TEXT ZUR ANALYSE:
-------
Mit den Kleinen Anfragen adressiert der Abgeordnete oftmals Probleme aus seinem Wahlkreis oder aus seinem politischen Wirkungsbereich. Ziel soll sein, Informationen aus der Administration herauszukitzeln, oder ein Bekenntnis oder eine Aussage der Regierung zu einem Thema zu erlangen.

Es gehört offenbar auch zu den politischen Gepflogenheiten, mit kleinen Anfragen zu provozieren, indem man die Administration damit flutet (indem man z.B. nach den Lehrerzahlen diverser Gemeinden fragt – für jede Gemeinde einzeln in einer eigenen Anfrage) oder populistische, nahezu beleidigende Überschriften wählt (z.B. „Gefährdet die Rot-Grüne Landesregierung die Sicherheit und Ordnung im Kreis Paderborn„). An diesen Gepflogenheiten möchte ich mich übrigens nicht beteiligen.
-------
AUFGABE 1:
Beantworten Sie kurz die folgenden Fragen zum Text über Kleine Anfragen.
(a) Welche Probleme adressiert der Abgeordnete mit Kleinen Anfragen oftmals?
(b) Welches Beispiel nennt der Text dafür, die Administration mit Anfragen zu fluten?
(c) Welcher Kreis wird in der Beispielüberschrift genannt?
AUFGABE 2: Schreiben Sie den Abschnitt aus dem Text über Kleine Anfragen erneut ab, beginnend bei "Mit den Kleinen" und endend bei "Thema zu erlangen.". Tauschen Sie dabei "Wahlkreis" gegen "Bundesland" aus.
AUFGABE 3: Erklären Sie in ein bis drei Sätzen, welches Ziel mit Kleinen Anfragen laut dem Text über Kleine Anfragen verfolgt werden soll.

Datensätze aus einer Datenquelle:
-------
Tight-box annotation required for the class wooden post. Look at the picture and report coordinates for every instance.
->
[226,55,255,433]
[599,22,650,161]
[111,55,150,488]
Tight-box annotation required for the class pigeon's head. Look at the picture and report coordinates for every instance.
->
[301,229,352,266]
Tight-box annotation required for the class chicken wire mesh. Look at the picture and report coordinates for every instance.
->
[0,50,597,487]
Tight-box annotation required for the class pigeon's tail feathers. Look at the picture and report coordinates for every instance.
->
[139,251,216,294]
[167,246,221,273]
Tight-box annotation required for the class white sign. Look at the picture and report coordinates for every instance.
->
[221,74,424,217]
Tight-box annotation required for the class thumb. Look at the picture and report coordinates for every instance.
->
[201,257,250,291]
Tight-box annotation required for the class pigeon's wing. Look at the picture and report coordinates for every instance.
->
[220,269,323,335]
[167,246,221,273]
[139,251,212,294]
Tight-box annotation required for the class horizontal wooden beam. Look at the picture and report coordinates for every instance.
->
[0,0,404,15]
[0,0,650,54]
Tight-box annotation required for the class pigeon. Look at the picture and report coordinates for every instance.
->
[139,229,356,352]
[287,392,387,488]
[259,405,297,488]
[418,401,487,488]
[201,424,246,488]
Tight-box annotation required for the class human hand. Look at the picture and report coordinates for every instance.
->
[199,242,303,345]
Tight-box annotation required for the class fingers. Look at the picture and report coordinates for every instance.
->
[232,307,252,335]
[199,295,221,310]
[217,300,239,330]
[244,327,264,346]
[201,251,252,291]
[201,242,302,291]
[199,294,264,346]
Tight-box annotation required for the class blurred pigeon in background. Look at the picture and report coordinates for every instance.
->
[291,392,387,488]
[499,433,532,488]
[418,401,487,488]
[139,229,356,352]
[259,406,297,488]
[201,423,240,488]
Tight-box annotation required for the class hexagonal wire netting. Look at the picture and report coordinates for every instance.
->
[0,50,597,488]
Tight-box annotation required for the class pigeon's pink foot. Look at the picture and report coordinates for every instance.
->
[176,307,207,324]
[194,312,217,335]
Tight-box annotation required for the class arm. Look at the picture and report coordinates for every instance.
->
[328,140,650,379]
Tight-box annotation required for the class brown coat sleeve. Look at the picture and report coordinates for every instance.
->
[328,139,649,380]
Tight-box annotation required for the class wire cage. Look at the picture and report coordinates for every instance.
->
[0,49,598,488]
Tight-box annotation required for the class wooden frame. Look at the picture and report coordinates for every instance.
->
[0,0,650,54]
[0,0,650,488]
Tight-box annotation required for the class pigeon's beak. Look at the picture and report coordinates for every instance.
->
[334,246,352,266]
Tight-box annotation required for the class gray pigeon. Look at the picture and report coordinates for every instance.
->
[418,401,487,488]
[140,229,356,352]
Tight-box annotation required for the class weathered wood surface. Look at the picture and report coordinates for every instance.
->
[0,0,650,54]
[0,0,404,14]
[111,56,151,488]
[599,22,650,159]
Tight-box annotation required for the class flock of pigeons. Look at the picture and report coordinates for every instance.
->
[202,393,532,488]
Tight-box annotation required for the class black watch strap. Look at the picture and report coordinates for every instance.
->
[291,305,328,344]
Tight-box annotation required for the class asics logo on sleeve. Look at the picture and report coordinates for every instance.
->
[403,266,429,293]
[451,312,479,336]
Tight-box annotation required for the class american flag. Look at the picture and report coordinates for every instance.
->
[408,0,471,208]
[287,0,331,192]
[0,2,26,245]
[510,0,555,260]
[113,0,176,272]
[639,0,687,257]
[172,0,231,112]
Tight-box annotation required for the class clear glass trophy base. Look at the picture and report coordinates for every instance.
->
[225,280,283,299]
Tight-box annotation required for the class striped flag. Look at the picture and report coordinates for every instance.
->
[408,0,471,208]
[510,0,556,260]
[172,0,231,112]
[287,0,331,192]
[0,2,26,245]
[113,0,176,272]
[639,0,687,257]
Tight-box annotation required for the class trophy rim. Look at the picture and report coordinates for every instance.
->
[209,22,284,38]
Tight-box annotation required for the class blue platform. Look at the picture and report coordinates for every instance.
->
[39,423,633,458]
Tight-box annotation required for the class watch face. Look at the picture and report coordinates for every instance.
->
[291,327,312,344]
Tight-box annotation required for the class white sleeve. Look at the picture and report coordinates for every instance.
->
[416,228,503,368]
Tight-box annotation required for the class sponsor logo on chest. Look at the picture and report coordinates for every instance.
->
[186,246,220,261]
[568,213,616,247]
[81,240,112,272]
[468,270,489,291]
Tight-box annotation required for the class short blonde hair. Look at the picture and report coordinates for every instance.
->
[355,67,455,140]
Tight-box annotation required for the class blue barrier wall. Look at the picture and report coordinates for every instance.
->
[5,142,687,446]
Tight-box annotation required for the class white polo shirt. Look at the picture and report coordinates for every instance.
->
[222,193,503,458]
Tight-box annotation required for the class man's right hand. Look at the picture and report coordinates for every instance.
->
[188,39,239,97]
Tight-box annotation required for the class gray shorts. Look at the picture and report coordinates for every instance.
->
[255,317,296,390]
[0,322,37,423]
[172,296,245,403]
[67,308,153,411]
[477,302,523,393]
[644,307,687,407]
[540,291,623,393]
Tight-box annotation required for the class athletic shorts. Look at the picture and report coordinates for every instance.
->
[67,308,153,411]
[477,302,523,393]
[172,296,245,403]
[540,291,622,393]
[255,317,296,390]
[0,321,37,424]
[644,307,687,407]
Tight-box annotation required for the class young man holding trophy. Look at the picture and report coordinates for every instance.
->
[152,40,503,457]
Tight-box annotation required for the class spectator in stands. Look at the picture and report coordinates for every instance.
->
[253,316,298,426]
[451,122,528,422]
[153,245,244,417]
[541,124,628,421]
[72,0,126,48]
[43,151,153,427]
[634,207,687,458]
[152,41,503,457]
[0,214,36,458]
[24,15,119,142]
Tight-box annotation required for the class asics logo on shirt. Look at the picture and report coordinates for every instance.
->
-------
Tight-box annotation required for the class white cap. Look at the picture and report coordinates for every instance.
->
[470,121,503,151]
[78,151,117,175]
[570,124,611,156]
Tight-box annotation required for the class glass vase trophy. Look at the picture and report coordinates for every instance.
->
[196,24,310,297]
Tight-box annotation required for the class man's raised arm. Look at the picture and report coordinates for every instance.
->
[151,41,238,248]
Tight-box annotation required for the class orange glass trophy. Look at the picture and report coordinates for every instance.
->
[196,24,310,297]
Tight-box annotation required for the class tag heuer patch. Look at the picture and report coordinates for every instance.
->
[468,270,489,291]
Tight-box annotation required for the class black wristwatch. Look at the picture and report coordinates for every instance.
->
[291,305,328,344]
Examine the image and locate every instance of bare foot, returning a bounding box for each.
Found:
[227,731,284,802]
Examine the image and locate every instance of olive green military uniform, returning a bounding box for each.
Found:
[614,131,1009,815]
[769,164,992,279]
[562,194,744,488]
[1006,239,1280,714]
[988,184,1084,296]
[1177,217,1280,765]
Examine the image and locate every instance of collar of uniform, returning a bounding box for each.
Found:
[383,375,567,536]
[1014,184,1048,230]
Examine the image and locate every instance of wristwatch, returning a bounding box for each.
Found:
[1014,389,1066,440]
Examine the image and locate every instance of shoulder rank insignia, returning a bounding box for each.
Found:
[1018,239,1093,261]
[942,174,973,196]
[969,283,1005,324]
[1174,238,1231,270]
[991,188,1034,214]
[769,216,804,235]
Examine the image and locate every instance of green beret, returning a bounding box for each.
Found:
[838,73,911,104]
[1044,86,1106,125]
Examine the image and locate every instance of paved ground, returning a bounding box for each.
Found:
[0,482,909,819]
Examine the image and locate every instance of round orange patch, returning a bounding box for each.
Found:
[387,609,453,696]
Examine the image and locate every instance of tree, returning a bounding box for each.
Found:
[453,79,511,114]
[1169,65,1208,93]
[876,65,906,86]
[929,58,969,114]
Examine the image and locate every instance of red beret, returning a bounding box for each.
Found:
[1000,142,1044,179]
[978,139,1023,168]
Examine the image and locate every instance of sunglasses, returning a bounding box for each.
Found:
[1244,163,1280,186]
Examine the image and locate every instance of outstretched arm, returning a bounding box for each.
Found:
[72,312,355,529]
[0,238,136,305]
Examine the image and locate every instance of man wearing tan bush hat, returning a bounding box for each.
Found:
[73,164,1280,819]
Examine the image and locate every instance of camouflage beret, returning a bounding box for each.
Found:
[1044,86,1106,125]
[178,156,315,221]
-------
LÖSUNG 1:
(a) Probleme aus seinem Wahlkreis oder aus seinem politischen Wirkungsbereich.
(b) Nach den Lehrerzahlen diverser Gemeinden fragen, für jede Gemeinde einzeln in einer eigenen Anfrage.
(c) Der Kreis Paderborn.

LÖSUNG 2:
Mit den Kleinen Anfragen adressiert der Abgeordnete oftmals Probleme aus seinem Bundesland oder aus seinem politischen Wirkungsbereich. Ziel soll sein, Informationen aus der Administration herauszukitzeln, oder ein Bekenntnis oder eine Aussage der Regierung zu einem Thema zu erlangen.

LÖSUNG 3: Mit Kleinen Anfragen sollen Informationen aus der Administration herausgekitzelt werden. Alternativ soll ein Bekenntnis oder eine Aussage der Regierung zu einem Thema erlangt werden.